■ Task requirements ■
Report every line of the records that includes the word "below".

(Stored dataset items)
—————

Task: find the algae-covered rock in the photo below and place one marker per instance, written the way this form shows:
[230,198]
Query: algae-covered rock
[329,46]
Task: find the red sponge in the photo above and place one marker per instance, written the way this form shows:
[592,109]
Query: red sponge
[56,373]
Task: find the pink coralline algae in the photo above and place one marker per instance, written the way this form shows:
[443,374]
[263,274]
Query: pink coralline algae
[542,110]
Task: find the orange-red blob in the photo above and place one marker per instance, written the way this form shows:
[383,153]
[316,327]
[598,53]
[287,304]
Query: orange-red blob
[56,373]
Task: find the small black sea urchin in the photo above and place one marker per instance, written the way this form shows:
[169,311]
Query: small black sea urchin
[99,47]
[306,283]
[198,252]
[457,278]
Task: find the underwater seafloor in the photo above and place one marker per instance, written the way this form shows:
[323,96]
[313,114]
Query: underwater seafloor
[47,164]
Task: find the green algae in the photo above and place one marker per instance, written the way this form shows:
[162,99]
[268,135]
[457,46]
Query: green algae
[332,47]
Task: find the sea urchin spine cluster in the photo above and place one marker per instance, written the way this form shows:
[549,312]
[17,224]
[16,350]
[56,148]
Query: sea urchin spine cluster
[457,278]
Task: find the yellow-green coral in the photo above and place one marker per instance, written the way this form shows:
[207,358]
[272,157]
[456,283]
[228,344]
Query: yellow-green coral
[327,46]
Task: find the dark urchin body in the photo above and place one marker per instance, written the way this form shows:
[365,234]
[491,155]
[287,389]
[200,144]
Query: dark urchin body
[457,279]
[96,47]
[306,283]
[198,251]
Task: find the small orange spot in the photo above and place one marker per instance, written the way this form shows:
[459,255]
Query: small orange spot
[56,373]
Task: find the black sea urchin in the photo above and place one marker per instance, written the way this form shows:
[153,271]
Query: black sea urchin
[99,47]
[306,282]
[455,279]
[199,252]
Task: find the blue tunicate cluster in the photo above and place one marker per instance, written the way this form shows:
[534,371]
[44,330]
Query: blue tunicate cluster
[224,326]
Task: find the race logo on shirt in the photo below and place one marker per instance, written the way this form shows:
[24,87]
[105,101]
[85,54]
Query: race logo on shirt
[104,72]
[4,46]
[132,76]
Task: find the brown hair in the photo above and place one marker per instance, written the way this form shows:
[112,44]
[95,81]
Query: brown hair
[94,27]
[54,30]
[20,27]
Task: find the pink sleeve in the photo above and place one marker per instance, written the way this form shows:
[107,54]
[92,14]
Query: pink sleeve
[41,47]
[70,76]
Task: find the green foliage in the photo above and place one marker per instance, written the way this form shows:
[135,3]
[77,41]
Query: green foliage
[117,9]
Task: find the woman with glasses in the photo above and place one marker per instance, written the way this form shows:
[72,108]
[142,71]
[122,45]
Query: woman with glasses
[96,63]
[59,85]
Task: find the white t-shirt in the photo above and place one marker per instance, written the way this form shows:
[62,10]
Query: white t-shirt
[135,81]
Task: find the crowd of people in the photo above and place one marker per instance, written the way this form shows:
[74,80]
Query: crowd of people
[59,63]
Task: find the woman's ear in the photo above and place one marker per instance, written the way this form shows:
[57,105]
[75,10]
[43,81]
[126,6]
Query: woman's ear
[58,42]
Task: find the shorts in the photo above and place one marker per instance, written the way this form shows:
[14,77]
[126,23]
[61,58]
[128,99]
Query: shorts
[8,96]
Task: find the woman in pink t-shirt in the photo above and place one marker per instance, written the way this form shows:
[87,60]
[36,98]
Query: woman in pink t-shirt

—————

■ The answer ■
Task: find the algae-covered rock in the photo below and place one marker per instance, written the way this form shows:
Task: find the race logo on shirt in the photo below and place one marker per instance, written the way this form shows:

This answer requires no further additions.